TASK DIRECTIONS: Among the entries, find the lines with the string "black" and copy them.

Referring expression pointing data:
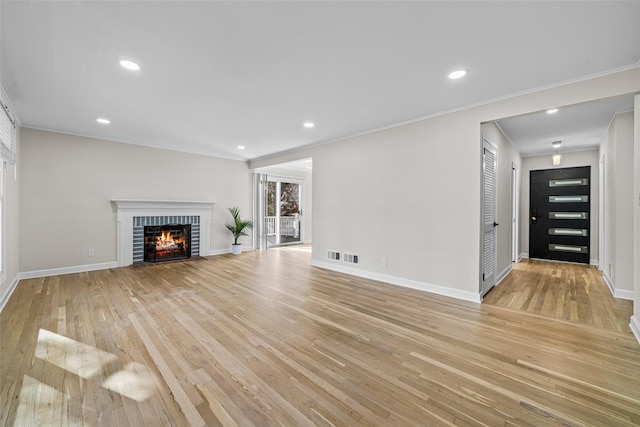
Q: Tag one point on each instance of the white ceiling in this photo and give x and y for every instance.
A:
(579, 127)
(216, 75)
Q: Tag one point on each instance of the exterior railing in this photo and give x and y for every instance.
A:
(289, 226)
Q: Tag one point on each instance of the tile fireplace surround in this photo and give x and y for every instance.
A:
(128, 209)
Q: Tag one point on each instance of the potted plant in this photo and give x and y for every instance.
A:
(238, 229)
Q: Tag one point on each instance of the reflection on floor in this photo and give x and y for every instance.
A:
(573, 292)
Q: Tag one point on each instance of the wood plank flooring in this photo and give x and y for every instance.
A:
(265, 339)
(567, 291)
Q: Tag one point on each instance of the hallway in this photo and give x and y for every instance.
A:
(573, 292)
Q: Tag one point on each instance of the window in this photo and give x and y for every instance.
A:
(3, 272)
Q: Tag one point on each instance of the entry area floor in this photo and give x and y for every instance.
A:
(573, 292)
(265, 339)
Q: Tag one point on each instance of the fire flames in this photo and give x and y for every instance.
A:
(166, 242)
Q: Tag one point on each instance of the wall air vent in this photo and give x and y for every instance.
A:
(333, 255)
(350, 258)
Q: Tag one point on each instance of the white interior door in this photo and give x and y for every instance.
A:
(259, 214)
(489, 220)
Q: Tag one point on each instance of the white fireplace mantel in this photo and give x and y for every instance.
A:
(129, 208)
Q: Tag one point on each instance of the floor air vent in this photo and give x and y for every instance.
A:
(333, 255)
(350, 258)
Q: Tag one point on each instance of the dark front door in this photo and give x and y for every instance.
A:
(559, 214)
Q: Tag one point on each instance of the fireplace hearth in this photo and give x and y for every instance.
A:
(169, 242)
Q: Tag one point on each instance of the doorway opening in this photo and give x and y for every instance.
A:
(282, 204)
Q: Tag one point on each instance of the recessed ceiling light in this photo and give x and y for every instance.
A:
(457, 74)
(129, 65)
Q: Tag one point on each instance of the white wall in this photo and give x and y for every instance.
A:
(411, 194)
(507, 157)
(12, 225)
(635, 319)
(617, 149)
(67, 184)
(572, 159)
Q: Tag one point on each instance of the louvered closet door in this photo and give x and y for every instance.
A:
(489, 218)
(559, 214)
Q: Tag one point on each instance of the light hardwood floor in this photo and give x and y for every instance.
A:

...

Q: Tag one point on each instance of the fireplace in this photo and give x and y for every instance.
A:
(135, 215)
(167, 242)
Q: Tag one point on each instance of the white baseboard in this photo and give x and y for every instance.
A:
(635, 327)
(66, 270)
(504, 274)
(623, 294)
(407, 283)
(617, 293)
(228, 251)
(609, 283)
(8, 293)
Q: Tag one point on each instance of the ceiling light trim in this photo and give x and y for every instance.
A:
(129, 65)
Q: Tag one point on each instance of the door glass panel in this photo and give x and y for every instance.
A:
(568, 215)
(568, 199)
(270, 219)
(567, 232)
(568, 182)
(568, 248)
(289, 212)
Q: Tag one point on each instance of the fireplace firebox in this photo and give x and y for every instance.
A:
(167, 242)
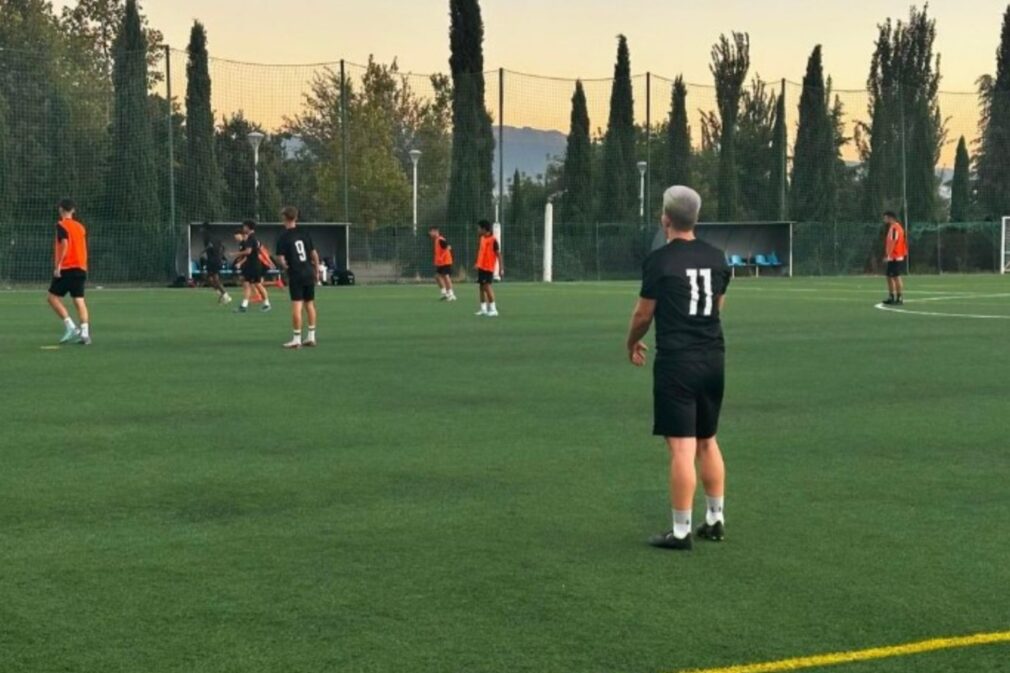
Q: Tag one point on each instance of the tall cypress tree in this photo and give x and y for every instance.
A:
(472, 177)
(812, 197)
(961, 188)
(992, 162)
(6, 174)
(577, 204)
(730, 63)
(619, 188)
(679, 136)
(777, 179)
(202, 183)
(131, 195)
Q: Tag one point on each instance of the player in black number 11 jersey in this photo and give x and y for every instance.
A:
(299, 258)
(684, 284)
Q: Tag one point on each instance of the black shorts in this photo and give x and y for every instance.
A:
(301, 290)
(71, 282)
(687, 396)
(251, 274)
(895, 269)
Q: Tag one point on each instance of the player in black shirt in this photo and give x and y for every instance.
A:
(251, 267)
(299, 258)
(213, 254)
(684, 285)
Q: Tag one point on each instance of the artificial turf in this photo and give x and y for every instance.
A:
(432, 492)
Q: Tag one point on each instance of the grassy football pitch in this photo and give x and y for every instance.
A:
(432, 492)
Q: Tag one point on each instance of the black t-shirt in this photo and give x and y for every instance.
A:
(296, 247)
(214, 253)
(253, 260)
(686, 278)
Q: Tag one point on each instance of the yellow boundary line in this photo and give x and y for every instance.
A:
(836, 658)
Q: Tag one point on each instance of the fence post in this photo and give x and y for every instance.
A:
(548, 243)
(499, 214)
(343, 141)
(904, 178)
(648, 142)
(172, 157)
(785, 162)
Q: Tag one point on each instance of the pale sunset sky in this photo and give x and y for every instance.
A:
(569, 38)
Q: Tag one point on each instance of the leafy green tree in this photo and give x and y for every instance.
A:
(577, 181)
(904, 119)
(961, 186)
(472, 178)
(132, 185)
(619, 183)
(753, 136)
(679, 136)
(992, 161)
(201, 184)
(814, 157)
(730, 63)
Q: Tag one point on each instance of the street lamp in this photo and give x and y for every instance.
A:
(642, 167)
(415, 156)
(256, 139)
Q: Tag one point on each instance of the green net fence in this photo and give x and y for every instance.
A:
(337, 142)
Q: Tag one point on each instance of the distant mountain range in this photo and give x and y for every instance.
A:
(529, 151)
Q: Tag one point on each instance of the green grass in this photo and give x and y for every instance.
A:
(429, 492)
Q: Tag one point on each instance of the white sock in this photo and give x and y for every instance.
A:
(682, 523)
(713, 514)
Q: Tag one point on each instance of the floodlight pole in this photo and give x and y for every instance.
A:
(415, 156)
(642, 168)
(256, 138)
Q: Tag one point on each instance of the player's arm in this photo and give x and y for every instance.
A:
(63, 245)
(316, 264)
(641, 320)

OUTPUT:
Q: Tag one point on each instance of the player in black number 11 jersey in this photo and give x and y for every instance.
Q: Tag one point on each instance of the black shorts in this photo and give x and y for every instance.
Q: Tag one point on each instance of the player in black shirt in this photo and give x and y for every instance.
Q: Tag one point on each instance of the black t-shirt in this photo and give x and y for every instance.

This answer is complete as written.